**Tasks**
**a)** Answer these from the word-frequency thread below:
(i) What does the asker's script show after each word?
(ii) What does the -i option do in the grep command explained in a reply?
(iii) How many views does the thread list?
**b)** The word-frequency thread below has a reply that turns away from sed and grep. List the commands it uses instead.

**Page text**
● ● ● ● ● ● ●
Reputation: 24423
I have a file like this:
This is a file with many words.
Some of the words appear more than once.
Some of the words only appear one time.
I would like to generate a two-column list. The first column shows what words appear, the second column shows how often they appear, for example:
this@1
is@1
a@1
file@1
with@1
many@1
words3
some@2
of@2
the@2
only@1
appear@2
more@1
than@1
one@1
once@1
time@1
words
and word
can count as two separate words.So far, I have this:
sed -i "s/ /\n/g" ./file1.txt # put all words on a new line
while read line
do
count="$(grep -c $line file1.txt)"
echo $line"@"$count >> file2.txt # add word and frequency to file
done < ./file1.txt
sort -u -d # remove duplicate lines
For some reason, this is only showing "0" after each word.
How can I generate a list of every word that appears in a file, along with frequency information?
Upvotes: 57
Views: 84765
Reputation: 81
grep -Eio "\w+" test.txt | sort | uniq -c | sort -nr
-E: extended regular expression
-i: ignore upper/lower case
-o: only outputs the match pattern
"\w": [a-zA-Z0-9_]
+: repeat the preceding character 1 or more times
sort: sort the word (alphabetic)
uniq -c: count unique words
sort -n: sort by word frequence
Upvotes: 2
Reputation: 40232
Not sed
and grep
, but tr
, sort
, uniq
, and awk
:
% (tr ' ' '\n' | sort | uniq -c | awk '{print $2"@"$1}') <<EOF
This is a file with many words.
● ● ● ● ● ● ●
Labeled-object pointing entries
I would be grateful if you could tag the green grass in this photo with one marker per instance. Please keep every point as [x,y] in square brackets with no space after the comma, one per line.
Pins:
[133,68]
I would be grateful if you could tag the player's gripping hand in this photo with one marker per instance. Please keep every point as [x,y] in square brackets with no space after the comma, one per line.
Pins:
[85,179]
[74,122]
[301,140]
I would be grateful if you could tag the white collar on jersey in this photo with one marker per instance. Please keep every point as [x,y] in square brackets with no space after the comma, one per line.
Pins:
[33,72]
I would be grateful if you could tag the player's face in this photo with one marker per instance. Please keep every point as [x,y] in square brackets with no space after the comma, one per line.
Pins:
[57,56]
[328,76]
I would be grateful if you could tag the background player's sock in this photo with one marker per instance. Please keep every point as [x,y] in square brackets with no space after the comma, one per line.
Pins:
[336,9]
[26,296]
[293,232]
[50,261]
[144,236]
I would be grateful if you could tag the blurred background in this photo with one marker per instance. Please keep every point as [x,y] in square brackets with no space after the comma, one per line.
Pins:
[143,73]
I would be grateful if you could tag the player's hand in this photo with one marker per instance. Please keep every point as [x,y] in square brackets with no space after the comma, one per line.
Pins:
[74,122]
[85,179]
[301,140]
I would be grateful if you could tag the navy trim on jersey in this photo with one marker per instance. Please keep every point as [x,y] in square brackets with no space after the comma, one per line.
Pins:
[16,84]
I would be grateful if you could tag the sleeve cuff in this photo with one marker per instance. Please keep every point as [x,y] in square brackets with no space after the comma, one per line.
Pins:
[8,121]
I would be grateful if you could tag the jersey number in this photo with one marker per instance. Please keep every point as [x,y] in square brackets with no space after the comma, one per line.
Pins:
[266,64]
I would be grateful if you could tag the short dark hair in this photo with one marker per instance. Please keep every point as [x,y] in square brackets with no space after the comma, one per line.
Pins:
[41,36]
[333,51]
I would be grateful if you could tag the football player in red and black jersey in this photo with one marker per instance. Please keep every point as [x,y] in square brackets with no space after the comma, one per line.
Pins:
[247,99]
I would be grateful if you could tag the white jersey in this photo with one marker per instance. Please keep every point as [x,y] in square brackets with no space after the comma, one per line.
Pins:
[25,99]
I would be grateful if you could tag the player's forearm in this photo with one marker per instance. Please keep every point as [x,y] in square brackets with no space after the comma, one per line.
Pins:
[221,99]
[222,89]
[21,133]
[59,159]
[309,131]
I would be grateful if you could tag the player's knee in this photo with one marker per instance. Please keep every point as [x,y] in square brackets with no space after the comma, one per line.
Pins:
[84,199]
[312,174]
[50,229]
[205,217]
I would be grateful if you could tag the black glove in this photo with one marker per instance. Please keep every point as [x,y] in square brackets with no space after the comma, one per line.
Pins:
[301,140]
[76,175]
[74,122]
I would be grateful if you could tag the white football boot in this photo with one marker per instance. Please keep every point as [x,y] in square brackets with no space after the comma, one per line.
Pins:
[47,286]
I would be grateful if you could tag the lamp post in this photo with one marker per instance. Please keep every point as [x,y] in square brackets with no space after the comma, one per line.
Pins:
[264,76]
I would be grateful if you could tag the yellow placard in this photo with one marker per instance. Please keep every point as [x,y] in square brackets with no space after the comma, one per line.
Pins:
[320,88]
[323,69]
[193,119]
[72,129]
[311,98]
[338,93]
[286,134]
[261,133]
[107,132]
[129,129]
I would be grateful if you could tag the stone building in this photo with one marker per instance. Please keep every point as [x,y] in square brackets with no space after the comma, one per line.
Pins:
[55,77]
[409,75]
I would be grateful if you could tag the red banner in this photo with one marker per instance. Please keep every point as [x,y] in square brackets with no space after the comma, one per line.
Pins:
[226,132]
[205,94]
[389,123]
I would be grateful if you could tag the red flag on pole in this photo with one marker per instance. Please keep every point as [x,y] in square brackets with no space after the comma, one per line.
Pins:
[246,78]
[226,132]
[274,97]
● ● ● ● ● ● ●
**Written answers**
**a)**
(i) Only "0".
(ii) It ignores upper/lower case.
(iii) 84765.

**b)** tr, sort, uniq, awk